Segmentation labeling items
· · ·

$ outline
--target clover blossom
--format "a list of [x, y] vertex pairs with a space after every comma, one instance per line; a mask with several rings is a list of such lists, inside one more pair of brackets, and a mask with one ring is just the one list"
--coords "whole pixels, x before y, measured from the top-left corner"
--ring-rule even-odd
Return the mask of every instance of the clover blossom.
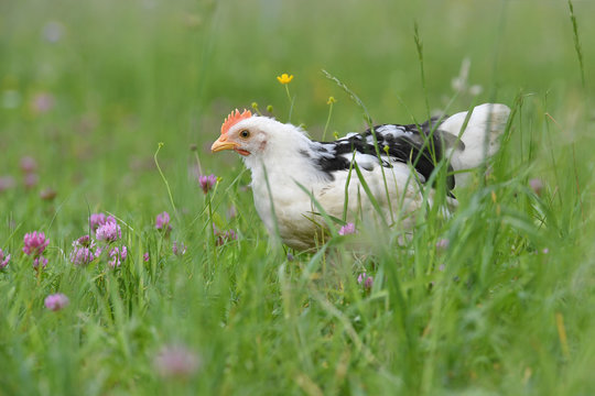
[[180, 246], [178, 246], [177, 242], [174, 242], [172, 245], [172, 252], [175, 255], [184, 255], [186, 254], [186, 245], [184, 243], [180, 243]]
[[32, 256], [40, 256], [50, 244], [50, 240], [45, 238], [45, 233], [33, 231], [24, 235], [23, 253]]
[[165, 233], [170, 232], [172, 230], [172, 226], [170, 226], [170, 213], [166, 211], [159, 213], [155, 218], [155, 228]]
[[355, 233], [355, 224], [354, 223], [347, 223], [347, 224], [343, 226], [338, 231], [339, 235], [347, 235], [347, 234], [351, 234], [351, 233]]
[[89, 264], [95, 258], [95, 241], [89, 235], [83, 235], [73, 242], [73, 250], [69, 255], [71, 263], [76, 266]]
[[374, 285], [374, 278], [371, 276], [367, 276], [366, 273], [361, 273], [357, 277], [357, 283], [364, 285], [364, 288], [369, 290]]
[[10, 254], [2, 252], [0, 249], [0, 270], [6, 268], [10, 262]]
[[215, 244], [217, 246], [221, 246], [228, 241], [234, 241], [238, 239], [236, 231], [234, 230], [220, 231], [217, 229], [217, 227], [215, 227], [215, 224], [213, 224], [213, 232], [215, 233]]
[[128, 249], [123, 245], [121, 248], [116, 246], [109, 251], [108, 264], [112, 268], [119, 267], [126, 257], [128, 257]]
[[97, 229], [108, 222], [117, 222], [116, 218], [113, 216], [106, 216], [104, 213], [93, 213], [89, 217], [89, 227], [93, 232], [97, 231]]
[[207, 194], [217, 184], [217, 177], [215, 175], [198, 176], [198, 184], [203, 189], [203, 193]]
[[[109, 219], [113, 219], [113, 217], [109, 217]], [[102, 242], [115, 242], [122, 238], [122, 230], [120, 229], [120, 226], [116, 222], [116, 219], [106, 221], [104, 224], [99, 226], [97, 230], [95, 231], [95, 237], [98, 241]]]

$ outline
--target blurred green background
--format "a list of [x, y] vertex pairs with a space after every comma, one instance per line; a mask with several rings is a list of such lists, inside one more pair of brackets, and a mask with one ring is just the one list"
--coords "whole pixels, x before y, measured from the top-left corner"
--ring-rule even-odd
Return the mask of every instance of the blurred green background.
[[[574, 7], [588, 81], [595, 3]], [[583, 107], [565, 1], [3, 1], [0, 175], [18, 177], [18, 158], [31, 155], [42, 165], [40, 185], [61, 198], [138, 200], [131, 191], [160, 183], [158, 142], [171, 174], [185, 174], [192, 143], [210, 172], [237, 167], [235, 156], [212, 160], [206, 148], [236, 107], [272, 105], [286, 119], [281, 73], [295, 76], [293, 122], [320, 138], [329, 96], [338, 100], [331, 130], [364, 127], [322, 69], [347, 84], [376, 122], [409, 123], [426, 117], [425, 98], [431, 110], [445, 108], [465, 58], [469, 86], [482, 87], [477, 102], [536, 94], [562, 124]], [[473, 100], [459, 95], [447, 111]]]

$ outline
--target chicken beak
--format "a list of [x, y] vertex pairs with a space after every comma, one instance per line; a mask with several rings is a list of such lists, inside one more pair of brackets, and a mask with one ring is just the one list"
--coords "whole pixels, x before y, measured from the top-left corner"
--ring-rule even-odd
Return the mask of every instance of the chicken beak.
[[236, 142], [228, 142], [227, 135], [221, 135], [219, 139], [213, 143], [210, 146], [210, 152], [217, 153], [224, 150], [235, 150], [238, 146], [238, 143]]

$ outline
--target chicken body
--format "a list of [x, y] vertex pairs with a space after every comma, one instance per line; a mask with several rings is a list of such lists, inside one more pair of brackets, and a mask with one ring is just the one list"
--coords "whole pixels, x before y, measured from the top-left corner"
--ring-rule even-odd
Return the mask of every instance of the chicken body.
[[[377, 125], [334, 142], [312, 141], [292, 124], [236, 112], [221, 128], [212, 150], [235, 150], [244, 156], [252, 174], [255, 206], [268, 231], [279, 232], [291, 248], [306, 250], [316, 244], [320, 224], [324, 224], [312, 198], [336, 218], [343, 218], [347, 205], [347, 221], [378, 216], [351, 162], [359, 167], [387, 222], [398, 221], [409, 229], [435, 163], [446, 157], [453, 170], [478, 166], [497, 151], [509, 112], [504, 105], [476, 107], [461, 140], [457, 136], [466, 112], [445, 118], [437, 125], [437, 120], [420, 128]], [[450, 176], [448, 188], [464, 184], [467, 177]]]

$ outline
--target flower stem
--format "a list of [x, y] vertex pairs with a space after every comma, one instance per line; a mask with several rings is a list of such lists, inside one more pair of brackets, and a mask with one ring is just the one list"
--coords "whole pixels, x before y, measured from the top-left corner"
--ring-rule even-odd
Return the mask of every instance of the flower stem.
[[323, 142], [324, 142], [324, 136], [326, 136], [326, 130], [328, 129], [328, 124], [331, 123], [331, 116], [333, 116], [333, 102], [331, 102], [328, 106], [329, 106], [328, 117], [326, 118], [326, 124], [324, 125], [323, 139], [322, 139]]
[[173, 211], [174, 211], [175, 216], [177, 217], [177, 210], [175, 209], [175, 204], [173, 201], [173, 196], [172, 196], [172, 190], [170, 188], [170, 184], [167, 183], [167, 179], [165, 178], [165, 175], [163, 175], [163, 172], [161, 170], [161, 166], [159, 166], [159, 161], [156, 158], [161, 147], [163, 147], [162, 142], [160, 142], [158, 144], [158, 150], [156, 150], [155, 155], [153, 156], [153, 158], [155, 161], [155, 166], [158, 167], [159, 174], [161, 175], [161, 178], [163, 179], [163, 183], [165, 184], [165, 188], [167, 189], [167, 195], [170, 196], [170, 202], [172, 204]]
[[289, 84], [285, 84], [285, 92], [288, 92], [288, 99], [290, 101], [290, 113], [289, 113], [288, 122], [291, 122], [291, 114], [293, 113], [293, 99], [291, 98], [291, 94], [289, 91]]

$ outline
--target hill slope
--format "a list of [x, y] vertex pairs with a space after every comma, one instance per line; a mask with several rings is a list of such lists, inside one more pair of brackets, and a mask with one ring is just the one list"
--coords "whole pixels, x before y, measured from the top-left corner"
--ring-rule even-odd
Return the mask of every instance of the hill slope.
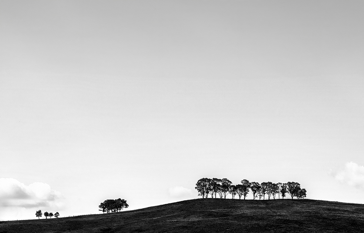
[[0, 222], [11, 232], [364, 232], [364, 205], [197, 199], [120, 213]]

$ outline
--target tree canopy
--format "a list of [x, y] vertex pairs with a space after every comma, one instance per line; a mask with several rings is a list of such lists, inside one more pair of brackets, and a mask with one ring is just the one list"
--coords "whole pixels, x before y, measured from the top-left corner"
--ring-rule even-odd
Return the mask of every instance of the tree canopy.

· · ·

> **SET TASK**: Starting at the beginning of the data and going on through the line with "268], [10, 262]]", write those lines out again, and scale every coordinate in the answer outlines by 1.75, rounding to whole numbers with halves going up. Copy everything else unchanged, and leave the pictures out.

> **THE OUTPUT**:
$ outline
--target clover blossom
--format "a list of [x, y] vertex pairs with a space after every comma, one instance per line; a mask with several rings is a list of such lists, inside one more pair of brackets, and a mask with one ring is just the one list"
--coords "whole pixels, x before y, measured from the top-left corner"
--ring-rule even-odd
Return the mask of every instance of the clover blossom.
[[315, 431], [312, 431], [310, 424], [305, 424], [301, 429], [301, 441], [306, 446], [322, 446], [326, 445], [326, 429], [322, 425], [315, 425]]
[[56, 448], [70, 448], [88, 427], [88, 420], [79, 417], [79, 408], [58, 404], [42, 411], [40, 443]]
[[289, 408], [298, 406], [301, 403], [301, 396], [298, 396], [298, 373], [291, 369], [278, 373], [271, 382], [271, 399]]
[[621, 408], [621, 392], [620, 390], [607, 390], [607, 392], [600, 396], [592, 404], [593, 411], [607, 411], [607, 410], [614, 410], [614, 408]]
[[156, 462], [166, 452], [166, 422], [156, 411], [145, 411], [128, 424], [128, 438], [121, 446], [124, 460], [133, 466]]
[[655, 499], [655, 487], [649, 483], [642, 483], [641, 478], [632, 478], [625, 485], [625, 495], [637, 499], [637, 504], [646, 508]]
[[18, 445], [4, 441], [0, 436], [0, 473], [11, 469], [18, 459]]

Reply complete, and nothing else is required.